Stated task:
Copy the material from the line with "the background skull?" up to and including the line with "230 161 L 292", substituting "region" for each "mask" and keeping everything else the same.

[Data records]
□ □ □ □ □

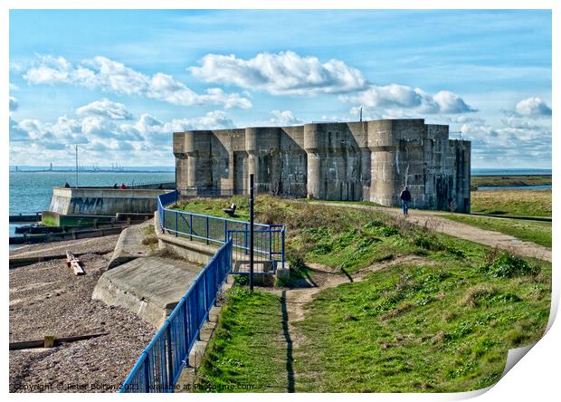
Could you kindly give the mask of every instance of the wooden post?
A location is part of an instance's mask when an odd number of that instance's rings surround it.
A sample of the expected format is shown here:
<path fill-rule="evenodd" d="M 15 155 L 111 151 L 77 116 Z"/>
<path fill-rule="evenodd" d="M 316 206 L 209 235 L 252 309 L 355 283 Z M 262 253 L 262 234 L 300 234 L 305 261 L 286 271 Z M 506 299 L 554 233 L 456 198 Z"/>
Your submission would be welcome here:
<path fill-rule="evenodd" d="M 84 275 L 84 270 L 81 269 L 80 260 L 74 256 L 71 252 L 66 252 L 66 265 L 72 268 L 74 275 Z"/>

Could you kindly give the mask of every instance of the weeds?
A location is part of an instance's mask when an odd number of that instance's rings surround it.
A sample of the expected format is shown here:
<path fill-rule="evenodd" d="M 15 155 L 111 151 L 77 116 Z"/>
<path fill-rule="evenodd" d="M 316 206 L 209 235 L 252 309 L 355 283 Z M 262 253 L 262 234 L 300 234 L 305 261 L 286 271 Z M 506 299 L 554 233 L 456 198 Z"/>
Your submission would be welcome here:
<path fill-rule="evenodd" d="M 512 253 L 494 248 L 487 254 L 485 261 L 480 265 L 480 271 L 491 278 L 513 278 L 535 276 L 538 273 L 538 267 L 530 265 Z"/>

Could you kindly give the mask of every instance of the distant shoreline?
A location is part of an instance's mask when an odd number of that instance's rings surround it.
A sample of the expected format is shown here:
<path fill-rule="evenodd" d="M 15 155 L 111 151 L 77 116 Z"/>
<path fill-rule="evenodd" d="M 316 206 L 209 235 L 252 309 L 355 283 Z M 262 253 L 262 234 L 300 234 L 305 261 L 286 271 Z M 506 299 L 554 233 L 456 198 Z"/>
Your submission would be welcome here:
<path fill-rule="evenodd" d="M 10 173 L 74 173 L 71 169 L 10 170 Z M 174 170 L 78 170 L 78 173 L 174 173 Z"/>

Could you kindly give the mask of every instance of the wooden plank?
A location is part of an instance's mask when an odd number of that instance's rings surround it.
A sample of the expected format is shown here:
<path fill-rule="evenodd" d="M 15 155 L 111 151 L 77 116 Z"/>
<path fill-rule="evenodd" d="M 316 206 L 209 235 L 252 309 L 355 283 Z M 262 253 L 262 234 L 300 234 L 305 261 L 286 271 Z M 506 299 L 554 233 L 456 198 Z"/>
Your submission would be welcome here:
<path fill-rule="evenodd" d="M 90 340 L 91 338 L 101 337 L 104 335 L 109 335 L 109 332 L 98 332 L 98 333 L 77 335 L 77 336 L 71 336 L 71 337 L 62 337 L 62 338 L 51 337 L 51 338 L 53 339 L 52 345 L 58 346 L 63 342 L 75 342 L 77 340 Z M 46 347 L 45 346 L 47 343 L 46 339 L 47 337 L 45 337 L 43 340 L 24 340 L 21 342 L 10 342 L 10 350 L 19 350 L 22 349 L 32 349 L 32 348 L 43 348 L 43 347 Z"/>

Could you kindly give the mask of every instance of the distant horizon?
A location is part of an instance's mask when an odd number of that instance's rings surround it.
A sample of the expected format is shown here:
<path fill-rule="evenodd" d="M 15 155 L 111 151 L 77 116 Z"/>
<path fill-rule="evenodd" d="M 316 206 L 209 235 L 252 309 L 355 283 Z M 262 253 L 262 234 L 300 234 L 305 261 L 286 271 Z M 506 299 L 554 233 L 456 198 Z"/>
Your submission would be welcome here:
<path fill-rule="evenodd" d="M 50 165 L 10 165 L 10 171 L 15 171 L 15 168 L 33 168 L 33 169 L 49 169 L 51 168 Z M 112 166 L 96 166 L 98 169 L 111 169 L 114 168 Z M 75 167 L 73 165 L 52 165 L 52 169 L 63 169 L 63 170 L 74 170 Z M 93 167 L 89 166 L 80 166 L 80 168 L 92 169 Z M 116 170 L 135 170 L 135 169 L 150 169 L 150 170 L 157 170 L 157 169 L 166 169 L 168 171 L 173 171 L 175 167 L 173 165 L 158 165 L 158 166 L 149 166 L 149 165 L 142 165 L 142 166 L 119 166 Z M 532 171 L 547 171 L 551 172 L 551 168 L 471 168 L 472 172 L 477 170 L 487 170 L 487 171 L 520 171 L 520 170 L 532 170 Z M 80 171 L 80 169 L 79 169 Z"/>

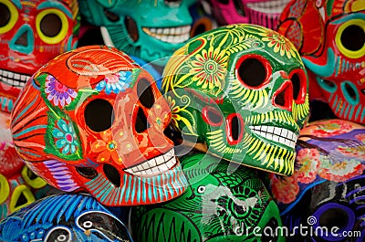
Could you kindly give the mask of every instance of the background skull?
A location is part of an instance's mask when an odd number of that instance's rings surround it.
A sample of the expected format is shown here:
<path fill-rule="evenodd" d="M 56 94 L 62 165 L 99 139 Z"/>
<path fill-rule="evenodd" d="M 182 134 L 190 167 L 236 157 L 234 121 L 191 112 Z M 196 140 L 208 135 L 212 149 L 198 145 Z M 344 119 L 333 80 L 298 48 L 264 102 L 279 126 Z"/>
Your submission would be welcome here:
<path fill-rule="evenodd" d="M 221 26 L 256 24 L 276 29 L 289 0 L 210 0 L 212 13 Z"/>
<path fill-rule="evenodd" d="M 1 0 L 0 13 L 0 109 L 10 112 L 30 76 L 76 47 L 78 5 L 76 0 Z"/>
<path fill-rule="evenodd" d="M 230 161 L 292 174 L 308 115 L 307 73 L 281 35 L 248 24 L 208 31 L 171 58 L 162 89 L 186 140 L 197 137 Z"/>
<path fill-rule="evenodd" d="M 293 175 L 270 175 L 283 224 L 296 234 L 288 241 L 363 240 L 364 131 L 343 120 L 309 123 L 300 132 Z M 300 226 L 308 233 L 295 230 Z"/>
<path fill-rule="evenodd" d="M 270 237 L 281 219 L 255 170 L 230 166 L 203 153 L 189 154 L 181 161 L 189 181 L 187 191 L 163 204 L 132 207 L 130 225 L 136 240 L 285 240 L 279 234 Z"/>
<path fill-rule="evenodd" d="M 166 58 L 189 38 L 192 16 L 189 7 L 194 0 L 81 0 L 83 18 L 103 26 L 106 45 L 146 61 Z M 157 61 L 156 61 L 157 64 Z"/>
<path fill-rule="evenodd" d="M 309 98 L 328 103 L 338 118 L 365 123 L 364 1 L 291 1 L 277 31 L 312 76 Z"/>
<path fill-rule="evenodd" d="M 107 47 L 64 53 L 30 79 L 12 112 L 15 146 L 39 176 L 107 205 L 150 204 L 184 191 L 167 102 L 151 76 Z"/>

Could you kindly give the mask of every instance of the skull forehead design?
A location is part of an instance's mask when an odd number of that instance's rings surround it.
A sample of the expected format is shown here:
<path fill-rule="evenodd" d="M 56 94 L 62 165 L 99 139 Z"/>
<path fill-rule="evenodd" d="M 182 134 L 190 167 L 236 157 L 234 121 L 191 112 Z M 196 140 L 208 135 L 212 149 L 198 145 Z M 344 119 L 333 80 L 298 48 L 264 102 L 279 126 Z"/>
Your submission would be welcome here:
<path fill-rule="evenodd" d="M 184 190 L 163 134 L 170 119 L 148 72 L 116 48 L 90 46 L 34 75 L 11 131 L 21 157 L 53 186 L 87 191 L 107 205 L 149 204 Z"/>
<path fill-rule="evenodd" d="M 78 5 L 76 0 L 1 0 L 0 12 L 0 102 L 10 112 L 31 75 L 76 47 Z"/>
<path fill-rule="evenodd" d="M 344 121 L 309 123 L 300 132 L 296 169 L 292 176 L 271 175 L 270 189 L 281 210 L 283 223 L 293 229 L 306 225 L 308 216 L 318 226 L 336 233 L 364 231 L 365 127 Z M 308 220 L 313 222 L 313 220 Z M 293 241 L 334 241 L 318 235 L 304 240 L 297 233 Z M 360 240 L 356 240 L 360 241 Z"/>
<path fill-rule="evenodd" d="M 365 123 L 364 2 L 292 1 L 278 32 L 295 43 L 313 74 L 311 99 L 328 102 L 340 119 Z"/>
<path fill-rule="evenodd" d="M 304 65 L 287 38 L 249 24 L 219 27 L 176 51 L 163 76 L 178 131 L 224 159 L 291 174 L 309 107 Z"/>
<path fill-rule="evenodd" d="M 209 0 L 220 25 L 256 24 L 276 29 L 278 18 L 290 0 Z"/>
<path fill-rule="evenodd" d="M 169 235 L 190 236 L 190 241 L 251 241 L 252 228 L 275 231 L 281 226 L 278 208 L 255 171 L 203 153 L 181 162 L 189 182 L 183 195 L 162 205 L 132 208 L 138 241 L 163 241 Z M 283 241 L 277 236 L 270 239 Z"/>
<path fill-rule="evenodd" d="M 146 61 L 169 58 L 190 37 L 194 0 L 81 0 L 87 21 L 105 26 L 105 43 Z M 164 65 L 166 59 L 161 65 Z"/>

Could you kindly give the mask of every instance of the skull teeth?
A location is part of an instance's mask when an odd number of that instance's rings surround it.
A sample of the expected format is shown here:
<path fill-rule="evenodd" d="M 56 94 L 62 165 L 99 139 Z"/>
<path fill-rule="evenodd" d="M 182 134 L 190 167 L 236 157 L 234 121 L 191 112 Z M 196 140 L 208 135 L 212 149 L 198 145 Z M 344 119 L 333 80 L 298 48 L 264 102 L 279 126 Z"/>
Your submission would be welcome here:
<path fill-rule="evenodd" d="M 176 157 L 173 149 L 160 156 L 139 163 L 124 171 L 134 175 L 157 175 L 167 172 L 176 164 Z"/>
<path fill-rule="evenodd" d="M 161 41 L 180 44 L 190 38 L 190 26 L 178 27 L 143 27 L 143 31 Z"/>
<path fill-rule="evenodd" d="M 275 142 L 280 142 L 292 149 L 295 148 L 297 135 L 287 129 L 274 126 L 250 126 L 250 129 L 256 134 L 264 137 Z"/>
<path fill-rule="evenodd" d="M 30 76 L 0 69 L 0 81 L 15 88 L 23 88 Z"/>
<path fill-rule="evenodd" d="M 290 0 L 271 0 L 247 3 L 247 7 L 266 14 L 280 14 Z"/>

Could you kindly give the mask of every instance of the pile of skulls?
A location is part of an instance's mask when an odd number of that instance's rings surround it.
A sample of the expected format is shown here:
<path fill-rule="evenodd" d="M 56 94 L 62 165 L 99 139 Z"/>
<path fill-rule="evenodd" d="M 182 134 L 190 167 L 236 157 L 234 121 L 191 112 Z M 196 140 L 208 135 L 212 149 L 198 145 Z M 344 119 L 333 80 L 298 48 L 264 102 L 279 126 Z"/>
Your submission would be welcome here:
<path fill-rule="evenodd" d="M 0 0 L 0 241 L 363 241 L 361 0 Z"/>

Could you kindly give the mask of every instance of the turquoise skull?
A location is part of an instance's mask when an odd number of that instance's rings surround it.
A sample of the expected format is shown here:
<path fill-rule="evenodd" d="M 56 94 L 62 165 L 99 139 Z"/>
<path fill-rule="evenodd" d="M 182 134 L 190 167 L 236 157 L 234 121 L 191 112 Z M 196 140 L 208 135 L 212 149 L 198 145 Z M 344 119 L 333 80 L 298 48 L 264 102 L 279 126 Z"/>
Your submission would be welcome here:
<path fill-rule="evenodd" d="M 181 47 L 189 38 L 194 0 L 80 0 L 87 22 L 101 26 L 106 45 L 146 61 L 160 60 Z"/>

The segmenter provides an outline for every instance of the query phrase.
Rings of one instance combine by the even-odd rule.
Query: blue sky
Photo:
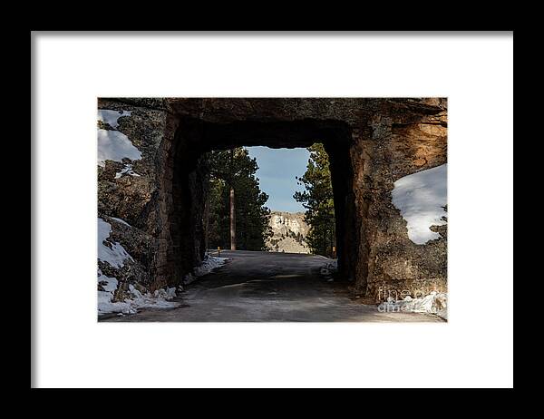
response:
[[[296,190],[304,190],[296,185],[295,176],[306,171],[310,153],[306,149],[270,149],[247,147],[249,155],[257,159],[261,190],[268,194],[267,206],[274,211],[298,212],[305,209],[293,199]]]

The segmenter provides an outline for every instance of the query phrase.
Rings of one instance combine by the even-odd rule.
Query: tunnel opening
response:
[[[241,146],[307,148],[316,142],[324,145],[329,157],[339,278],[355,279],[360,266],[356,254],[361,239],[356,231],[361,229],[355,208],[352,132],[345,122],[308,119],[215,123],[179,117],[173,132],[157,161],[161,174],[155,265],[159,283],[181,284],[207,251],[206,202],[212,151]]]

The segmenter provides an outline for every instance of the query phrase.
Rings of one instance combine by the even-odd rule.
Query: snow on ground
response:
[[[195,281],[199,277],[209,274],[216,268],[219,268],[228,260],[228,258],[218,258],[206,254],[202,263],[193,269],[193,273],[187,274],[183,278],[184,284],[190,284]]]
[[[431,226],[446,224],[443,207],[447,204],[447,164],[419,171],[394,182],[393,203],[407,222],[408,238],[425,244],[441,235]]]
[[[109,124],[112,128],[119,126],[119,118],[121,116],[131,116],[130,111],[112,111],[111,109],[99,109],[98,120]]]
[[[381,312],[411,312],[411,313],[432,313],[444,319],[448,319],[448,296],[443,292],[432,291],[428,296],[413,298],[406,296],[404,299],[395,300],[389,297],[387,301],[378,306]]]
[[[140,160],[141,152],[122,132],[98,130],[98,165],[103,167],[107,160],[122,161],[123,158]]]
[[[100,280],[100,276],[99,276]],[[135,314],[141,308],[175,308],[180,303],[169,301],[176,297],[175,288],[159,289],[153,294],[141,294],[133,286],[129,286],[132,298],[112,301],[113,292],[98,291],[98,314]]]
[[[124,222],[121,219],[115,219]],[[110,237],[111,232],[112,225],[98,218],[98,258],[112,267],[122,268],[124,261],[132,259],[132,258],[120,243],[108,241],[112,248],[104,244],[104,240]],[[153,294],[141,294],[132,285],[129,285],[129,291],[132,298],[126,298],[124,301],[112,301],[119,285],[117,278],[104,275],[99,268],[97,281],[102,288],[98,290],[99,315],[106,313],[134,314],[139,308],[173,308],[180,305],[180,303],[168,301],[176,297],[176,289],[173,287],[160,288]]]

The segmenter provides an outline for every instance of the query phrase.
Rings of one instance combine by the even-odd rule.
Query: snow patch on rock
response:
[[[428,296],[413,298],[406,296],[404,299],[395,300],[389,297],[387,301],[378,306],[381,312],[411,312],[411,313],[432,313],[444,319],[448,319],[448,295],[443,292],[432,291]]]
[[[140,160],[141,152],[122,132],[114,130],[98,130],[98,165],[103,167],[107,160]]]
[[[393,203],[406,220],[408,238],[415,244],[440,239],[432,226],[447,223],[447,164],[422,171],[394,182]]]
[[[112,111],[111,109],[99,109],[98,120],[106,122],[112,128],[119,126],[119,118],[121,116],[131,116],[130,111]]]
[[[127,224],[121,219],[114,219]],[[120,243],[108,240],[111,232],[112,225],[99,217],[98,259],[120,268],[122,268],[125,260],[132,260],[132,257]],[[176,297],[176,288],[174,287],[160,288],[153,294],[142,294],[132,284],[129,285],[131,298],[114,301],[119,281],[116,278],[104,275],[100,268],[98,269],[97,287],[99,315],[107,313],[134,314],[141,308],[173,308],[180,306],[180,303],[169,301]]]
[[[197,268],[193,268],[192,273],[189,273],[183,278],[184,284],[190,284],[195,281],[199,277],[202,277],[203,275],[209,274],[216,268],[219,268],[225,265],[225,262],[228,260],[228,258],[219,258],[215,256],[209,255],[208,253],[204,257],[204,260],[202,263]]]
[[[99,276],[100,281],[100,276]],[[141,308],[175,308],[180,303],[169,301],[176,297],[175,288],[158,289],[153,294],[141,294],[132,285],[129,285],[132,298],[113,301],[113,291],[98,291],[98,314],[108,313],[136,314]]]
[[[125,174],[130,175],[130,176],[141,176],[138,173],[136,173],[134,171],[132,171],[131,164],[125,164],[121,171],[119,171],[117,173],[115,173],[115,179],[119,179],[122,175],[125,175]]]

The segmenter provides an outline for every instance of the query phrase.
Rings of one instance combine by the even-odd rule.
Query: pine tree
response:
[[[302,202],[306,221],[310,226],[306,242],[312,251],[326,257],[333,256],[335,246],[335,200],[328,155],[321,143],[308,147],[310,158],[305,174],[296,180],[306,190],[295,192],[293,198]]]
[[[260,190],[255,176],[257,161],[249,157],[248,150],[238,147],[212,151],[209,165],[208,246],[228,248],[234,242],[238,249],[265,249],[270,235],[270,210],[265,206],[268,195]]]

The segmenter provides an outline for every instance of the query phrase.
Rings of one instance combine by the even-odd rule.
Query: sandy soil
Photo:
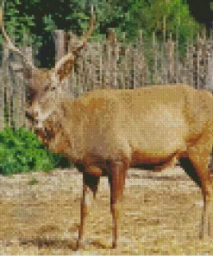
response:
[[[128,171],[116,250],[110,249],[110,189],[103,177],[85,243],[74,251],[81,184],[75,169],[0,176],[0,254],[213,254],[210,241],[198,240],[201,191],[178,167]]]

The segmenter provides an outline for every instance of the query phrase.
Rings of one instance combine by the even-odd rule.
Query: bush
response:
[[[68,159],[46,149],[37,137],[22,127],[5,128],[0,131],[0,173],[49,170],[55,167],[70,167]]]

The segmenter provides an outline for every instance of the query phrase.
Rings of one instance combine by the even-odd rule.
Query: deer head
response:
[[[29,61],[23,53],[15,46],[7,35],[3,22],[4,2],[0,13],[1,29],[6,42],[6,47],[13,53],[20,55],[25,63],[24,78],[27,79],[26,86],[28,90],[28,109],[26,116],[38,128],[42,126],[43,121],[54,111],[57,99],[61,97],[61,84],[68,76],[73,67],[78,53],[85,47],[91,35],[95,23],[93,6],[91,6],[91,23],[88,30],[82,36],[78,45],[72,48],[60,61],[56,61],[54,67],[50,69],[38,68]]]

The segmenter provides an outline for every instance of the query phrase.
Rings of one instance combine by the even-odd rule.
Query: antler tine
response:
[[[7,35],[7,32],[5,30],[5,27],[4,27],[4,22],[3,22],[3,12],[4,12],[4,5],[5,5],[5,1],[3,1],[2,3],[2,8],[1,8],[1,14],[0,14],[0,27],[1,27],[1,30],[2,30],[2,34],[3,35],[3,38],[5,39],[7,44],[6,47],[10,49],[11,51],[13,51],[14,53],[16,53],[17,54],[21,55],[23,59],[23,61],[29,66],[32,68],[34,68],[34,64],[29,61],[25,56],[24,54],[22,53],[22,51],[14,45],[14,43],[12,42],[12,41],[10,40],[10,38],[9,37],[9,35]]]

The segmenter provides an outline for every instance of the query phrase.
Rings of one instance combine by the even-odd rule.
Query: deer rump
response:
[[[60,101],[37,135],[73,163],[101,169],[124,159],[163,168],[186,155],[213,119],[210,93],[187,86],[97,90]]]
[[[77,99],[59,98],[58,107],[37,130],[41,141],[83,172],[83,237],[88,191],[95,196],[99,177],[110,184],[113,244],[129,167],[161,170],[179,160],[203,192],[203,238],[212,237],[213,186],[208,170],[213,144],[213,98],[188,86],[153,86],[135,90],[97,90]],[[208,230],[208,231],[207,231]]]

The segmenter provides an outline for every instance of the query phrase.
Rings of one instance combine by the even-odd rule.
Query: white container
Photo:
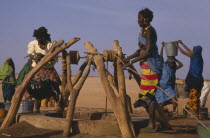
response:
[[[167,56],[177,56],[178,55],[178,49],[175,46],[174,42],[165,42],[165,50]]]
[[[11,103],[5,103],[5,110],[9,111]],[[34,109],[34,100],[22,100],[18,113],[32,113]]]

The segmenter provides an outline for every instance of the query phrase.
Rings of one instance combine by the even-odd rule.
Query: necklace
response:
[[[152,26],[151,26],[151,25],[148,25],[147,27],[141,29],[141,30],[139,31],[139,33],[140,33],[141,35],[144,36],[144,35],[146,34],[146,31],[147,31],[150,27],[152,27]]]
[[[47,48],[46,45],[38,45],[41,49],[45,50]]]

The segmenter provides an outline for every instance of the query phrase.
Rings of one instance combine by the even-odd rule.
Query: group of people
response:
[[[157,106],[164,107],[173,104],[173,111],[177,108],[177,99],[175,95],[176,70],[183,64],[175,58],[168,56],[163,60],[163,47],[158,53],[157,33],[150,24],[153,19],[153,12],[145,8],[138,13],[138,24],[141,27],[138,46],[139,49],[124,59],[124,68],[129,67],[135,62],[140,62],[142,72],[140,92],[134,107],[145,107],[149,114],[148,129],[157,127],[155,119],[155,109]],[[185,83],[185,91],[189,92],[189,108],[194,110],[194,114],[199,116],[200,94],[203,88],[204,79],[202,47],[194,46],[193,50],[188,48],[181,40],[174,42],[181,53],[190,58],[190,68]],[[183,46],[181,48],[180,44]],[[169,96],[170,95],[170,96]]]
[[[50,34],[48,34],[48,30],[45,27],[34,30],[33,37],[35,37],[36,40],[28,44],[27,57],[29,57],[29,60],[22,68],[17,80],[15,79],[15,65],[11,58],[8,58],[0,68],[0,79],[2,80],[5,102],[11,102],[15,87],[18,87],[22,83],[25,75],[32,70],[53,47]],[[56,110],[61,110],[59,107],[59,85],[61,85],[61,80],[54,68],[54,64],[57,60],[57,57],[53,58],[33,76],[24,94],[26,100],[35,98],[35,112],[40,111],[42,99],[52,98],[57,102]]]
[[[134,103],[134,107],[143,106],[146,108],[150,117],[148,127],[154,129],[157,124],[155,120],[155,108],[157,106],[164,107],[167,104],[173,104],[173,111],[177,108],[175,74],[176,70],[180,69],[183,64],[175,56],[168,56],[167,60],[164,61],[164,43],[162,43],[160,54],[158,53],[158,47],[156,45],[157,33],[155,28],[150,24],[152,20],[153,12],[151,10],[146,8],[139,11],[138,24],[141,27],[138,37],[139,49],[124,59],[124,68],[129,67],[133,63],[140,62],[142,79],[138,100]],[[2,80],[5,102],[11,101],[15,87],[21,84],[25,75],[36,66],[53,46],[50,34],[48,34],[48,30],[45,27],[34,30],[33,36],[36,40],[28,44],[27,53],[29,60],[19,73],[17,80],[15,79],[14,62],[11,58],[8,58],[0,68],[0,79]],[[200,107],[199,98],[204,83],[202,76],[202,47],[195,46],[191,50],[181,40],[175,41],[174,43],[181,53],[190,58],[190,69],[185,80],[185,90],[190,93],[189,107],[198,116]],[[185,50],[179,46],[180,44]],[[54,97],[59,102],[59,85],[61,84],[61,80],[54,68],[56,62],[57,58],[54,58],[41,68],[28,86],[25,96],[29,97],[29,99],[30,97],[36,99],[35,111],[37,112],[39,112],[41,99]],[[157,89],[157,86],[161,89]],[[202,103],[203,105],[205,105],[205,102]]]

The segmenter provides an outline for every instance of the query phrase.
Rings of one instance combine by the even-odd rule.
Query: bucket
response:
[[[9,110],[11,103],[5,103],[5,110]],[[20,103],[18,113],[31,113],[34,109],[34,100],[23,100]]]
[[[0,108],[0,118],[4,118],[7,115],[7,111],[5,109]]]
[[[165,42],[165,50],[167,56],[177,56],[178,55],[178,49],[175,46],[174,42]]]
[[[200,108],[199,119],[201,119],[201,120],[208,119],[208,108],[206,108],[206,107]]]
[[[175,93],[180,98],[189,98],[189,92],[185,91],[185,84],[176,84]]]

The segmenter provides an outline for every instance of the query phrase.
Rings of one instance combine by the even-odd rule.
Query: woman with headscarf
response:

□ □ □ □ □

Answer below:
Could you kindly give the region of every instance of the background skull?
A location is part of an instance's region when an odd number of that instance's rings surround it.
A sample of the expected format is shown here:
<path fill-rule="evenodd" d="M 56 94 L 62 165 L 99 139 Z"/>
<path fill-rule="evenodd" d="M 182 134 L 190 167 L 236 157 L 234 121 L 191 112 Z M 196 140 L 208 135 L 212 149 L 198 145 Z M 344 119 L 333 80 L 298 48 L 264 102 L 279 126 Z"/>
Your submission would be welcome here:
<path fill-rule="evenodd" d="M 221 26 L 256 24 L 276 29 L 289 0 L 210 0 L 212 13 Z"/>
<path fill-rule="evenodd" d="M 1 0 L 0 13 L 0 109 L 10 112 L 30 76 L 76 47 L 78 5 L 76 0 Z"/>
<path fill-rule="evenodd" d="M 230 161 L 292 174 L 308 115 L 307 73 L 281 35 L 248 24 L 208 31 L 171 58 L 162 89 L 186 140 L 197 137 Z"/>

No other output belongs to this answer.